-------- Text
Shell with spacing of 3
[2,7,9,3,6,5]
^ Where does this fit in [2]?

Shell with spacing of 2
[2,7,9,3,6,5]
^ Where does this fit in [2]?
[2,7,9,3,6,5]
^ Where does this fit in [2,9]?

Shell with spacing of 1
[2,7,6,3,9,5]
^ Where does this fit in [2]?
[2,7,6,3,9,5]
^ Where does this fit in [2,7]?
[2,6,7,3,9,5]
^ Where does this fit in [2,6,7]?
[2,3,6,7,9,5]
^ Where does this fit in [2,3,6,7]?
[2,3,6,7,9,5]
^ Where does this fit in [2,3,6,7,9]?

Finish [2,3,5,6,7,9]

Of course with the actual sort we dont use so many spacings, and the amount the array changes in each pass is more dramatic. Here is the code:

Public Sub ShellSort(ByRef lngArray() As Long)
Dim iSpacing As Long
Dim iOuter As Long
Dim iInner As Long
Dim iTemp As Long
Dim iLBound As Long
Dim iUBound As Long
Dim iArrSize As Long

iLBound = LBound(lngArray)
iUBound = UBound(lngArray)

'Calculate initial sort spacing
iArrSize = (iUBound - iLBound) + 1
iSpacing = 1

If iArrSize > 13 Then
Do While iSpacing < iArrSize
iSpacing = (3 * iSpacing) + 1
Loop

iSpacing = iSpacing \ 9
End If

'Start sorting
Do While iSpacing

For iOuter = iLBound + iSpacing To iUBound

'Get the value to be inserted
iTemp = lngArray(iOuter)
----------------
## What to work on
In the shell sort text, what array is shown as the finished result?
-------- Record excerpts
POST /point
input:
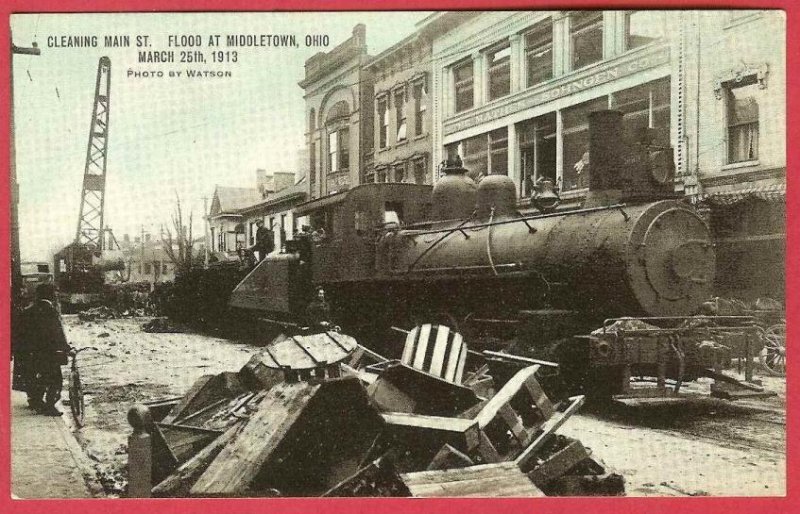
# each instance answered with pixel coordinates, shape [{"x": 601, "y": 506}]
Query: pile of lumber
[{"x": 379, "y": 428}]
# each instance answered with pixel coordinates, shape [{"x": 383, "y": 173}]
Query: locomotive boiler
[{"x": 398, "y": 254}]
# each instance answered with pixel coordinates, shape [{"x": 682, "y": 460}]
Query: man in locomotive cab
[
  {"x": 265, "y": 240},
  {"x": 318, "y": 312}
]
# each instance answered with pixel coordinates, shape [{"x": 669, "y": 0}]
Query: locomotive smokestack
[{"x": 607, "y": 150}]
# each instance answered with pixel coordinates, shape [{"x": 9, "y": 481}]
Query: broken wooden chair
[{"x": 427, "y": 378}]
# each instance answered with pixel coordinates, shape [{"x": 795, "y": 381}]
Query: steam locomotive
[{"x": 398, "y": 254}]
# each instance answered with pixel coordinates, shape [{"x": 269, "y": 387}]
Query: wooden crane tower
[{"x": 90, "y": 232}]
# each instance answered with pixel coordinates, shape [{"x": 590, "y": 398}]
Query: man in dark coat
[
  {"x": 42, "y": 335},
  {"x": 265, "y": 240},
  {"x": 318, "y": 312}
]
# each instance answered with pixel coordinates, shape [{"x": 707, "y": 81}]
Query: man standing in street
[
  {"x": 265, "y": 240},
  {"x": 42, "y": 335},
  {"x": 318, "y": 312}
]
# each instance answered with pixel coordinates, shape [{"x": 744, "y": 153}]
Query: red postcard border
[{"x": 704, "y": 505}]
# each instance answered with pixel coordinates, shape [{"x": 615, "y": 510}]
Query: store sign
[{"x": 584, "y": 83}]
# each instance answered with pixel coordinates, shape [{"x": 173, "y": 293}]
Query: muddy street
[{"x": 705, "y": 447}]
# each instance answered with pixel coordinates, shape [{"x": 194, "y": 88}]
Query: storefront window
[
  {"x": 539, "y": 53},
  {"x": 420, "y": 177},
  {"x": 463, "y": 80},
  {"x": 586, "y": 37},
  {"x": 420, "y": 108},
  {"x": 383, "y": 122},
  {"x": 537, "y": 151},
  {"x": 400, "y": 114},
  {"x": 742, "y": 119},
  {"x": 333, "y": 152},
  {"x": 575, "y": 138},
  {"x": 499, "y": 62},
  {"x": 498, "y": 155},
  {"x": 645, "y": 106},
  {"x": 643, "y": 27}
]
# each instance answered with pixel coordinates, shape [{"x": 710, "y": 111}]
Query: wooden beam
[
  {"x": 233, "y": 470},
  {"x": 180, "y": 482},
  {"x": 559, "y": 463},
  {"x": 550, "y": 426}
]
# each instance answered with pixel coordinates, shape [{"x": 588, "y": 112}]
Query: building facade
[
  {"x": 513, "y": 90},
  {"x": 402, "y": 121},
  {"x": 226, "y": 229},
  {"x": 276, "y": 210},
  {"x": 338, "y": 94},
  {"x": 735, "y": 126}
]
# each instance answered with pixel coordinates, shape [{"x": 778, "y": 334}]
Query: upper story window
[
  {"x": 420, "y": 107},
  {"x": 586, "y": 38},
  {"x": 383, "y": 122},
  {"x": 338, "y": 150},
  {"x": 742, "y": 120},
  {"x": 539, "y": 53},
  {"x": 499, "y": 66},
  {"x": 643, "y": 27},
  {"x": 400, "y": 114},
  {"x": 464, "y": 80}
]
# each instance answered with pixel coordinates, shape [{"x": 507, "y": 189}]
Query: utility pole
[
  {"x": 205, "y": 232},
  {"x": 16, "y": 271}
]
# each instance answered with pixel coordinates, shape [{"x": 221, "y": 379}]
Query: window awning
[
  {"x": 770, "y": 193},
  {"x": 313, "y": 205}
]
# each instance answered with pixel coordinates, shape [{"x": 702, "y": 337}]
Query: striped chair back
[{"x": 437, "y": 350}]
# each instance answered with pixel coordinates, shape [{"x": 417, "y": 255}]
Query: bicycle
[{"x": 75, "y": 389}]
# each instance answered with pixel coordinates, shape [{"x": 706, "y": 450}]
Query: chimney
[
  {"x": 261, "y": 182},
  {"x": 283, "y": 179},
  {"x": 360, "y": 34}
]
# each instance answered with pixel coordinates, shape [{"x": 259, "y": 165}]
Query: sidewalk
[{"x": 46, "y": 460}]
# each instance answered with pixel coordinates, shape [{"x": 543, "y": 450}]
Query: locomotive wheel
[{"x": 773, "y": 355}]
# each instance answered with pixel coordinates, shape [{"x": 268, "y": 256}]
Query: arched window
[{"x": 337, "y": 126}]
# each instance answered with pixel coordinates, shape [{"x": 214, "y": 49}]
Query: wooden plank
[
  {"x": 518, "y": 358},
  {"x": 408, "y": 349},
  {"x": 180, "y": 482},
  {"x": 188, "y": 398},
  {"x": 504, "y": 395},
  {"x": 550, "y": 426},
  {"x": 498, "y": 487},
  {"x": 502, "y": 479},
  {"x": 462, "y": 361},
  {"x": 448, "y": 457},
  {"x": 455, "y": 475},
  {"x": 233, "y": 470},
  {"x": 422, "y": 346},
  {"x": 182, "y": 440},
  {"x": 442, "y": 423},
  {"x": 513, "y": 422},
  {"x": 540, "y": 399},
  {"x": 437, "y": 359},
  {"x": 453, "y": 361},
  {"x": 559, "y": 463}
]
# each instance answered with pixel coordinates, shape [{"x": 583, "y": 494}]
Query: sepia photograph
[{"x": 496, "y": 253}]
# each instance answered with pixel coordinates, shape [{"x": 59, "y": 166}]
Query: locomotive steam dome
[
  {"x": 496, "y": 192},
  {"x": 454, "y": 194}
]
----------------
## Problem solution
[2,3,5,6,7,9]